#### Tasks
• a. Answer these questions about the Ian Beckles text:
(i) How many games did he start in the NFL?
(ii) What position did he play?
(iii) On what day of the week did The Ian Beckles Show air?
• b. Copy the Ian Beckles text from "Career NFL statistics" to "Bone on Sundays.", changing "Sundays" to "Saturdays".
• c. Write the next part of the text about Ian Beckles, picking up after its last sentence.

#### Text excerpt
════

Awards and highlights
- First-team All-Big Ten (1989);

Career NFL statistics
- Games played: 126
- Games Started: 121
- Fumble recoveries: 9
- Stats at Pro Football Reference

= Ian Beckles =

Canadian gridiron football player (born 1967)

Ian Harold Beckles (born July 20, 1967) is a Canadian former professional football player who was a guard for nine seasons in the National Football League (NFL). Beckles was the co-host of the highly-rated Beckles and Recher Show on iHeartMedia, Inc.'s WDAE (620 AM and 95.3 FM) in Tampa, Florida. Beckles was the host of his own program, The Ian Beckles Show on 102.5 The Bone on Sundays.

════

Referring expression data
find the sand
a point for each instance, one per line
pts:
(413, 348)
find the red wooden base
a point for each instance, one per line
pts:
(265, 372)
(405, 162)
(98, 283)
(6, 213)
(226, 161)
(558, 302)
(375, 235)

════

#### Responses per task
• a.
(i) 121
(ii) Guard
(iii) Sundays

• b.
Career NFL statistics
- Games played: 126
- Games Started: 121
- Fumble recoveries: 9
- Stats at Pro Football Reference

= Ian Beckles =

Canadian gridiron football player (born 1967)

Ian Harold Beckles (born July 20, 1967) is a Canadian former professional football player who was a guard for nine seasons in the National Football League (NFL). Beckles was the co-host of the highly-rated Beckles and Recher Show on iHeartMedia, Inc.'s WDAE (620 AM and 95.3 FM) in Tampa, Florida. Beckles was the host of his own program, The Ian Beckles Show on 102.5 The Bone on Saturdays.

• c.
==Early life and college==
Beckles' family emigrated to Canada in 1964. His mother (who passed in early 2009) was native of Guyana, while his father hails from Trinidad. Beckles grew up with his mother in a single-parent home in Montreal and played hockey and baseball as a youth (among his friends was future NFL fullback and Buc teammate Alonzo Highsmith). However, after playing football in high school, Beckles excelled and went on to play junior college football at Waldorf College in Forest City, Iowa, earning all-conference honors as a sophomore.

Beckles later transferred to Indiana and became a standout guard during the 1989 season — his only as a starter. During Beckles' senior year, Indiana produced one of nation's top rushing attacks (214.5 yards per game). Beckles blocked for future NFL quarterback Trent Green, running backs Vaughn Dunbar (an NFL first-round pick) and Anthony Thompson (who won the Maxwell Award player of the year award in 1989), and Ernie Thompson, and alongside standout center Ron Vargo, who played briefly for the Arena Football League's Cleveland Thunderbolts in the early 1990s. Beckles received attention from NFL scouts as a senior when they turned to film from Indiana to scout, primarily, Thompson. As the team's primary pulling lineman, Beckles stood out on film.

Beckles graduated from IU with a BS in business.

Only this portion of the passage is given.